Text provided ->
==*==

Sunday, August 25, 2013

IV.v. Laertes Returns - BBC '80

The conflict between Claudius and Laertes works by contrast. David Robb gives us one of the angriest Laertes examined in this series of articles, red-faced and able to interrupt a King when he speaks. Patrick Stewart's Claudius is, in complete opposition, calm, dispassionate, even cold, but also commanding and frank. The aforementioned interruption is meaningful. Laertes won't be "juggled with". He knows of Claudius' reputation as a deft manipulator, but doesn't see that Claudius is giving him exactly what he will most respond to: a no-nonsense attitude which doesn't appeal to emotion. When Claudius eventually shouts a line, it's not out of wrath, it's to press a point home. He's winning an argument.

==*==

Location annotation dataset excerpts:
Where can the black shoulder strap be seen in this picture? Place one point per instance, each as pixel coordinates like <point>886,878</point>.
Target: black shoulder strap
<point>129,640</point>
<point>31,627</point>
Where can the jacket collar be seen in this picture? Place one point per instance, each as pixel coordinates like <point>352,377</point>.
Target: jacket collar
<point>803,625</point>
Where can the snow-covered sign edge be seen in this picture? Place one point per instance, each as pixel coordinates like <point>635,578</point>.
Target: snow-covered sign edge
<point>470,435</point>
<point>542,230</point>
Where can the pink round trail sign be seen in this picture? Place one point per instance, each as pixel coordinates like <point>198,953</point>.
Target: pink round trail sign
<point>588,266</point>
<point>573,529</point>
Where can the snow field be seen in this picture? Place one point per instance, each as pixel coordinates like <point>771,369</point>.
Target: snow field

==*==

Problems ->
• 1. In the post on Laertes's return, why does Claudius eventually shout a line? Answer in one to three sentences.
• 2. Reproduce the stretch of the post on Laertes's return from "Sunday, August 25, 2013" through "winning an argument.".
• 3. Continue the post on Laertes's return from where it stops.

Outputs ->
• 1. Claudius does not shout out of wrath. He shouts to press a point home, because he is winning an argument with Laertes.

• 2.
Sunday, August 25, 2013

IV.v. Laertes Returns - BBC '80

The conflict between Claudius and Laertes works by contrast. David Robb gives us one of the angriest Laertes examined in this series of articles, red-faced and able to interrupt a King when he speaks. Patrick Stewart's Claudius is, in complete opposition, calm, dispassionate, even cold, but also commanding and frank. The aforementioned interruption is meaningful. Laertes won't be "juggled with". He knows of Claudius' reputation as a deft manipulator, but doesn't see that Claudius is giving him exactly what he will most respond to: a no-nonsense attitude which doesn't appeal to emotion. When Claudius eventually shouts a line, it's not out of wrath, it's to press a point home. He's winning an argument.

• 3.
Enter Ophelia, with flowers in her hands. She goes to Laertes and kisses him as she would a lover. She showed such disturbing sexual behavior in the previous sequence (towards the King), and it has two effects. One is to reestablish Laertes as a mirror image of Hamlet. The other is to put Ophelia in an alternate universe, a hallucination. It's not her brother she sees there, as she proceeds to bring flowers to an invisible grave. She's reliving (or imagining, if it never actually happened in her presence) her father's burial. She tries to get the royals to dance, sings to the ground, and when her brother tries to touch her, perhaps snap her out of it, she bats him away. When she isn't by the grave, she's clutching at the wall painting of the Hades that played background to Hamlet's "undiscovered country", prettiness in Hell. And she's fairly nasty to Claudius, throwing one of the flowers she gives him on the ground, for example, and barking her prayers at him, sarcastically invoking his Christian soul before leaving with a sweet smile.

Notably, Ophelia's scene doesn't completely deflate Laertes' anger. As Claudius finishes his speech to him, Laertes is overwhelmed with emotion. Still red-faced, he's now visibly shaking, almost like he's about to go mad himself. And that's proper given how Ophelia just treated the King. If he's guiltless, why would his sister be so disrespectful to him?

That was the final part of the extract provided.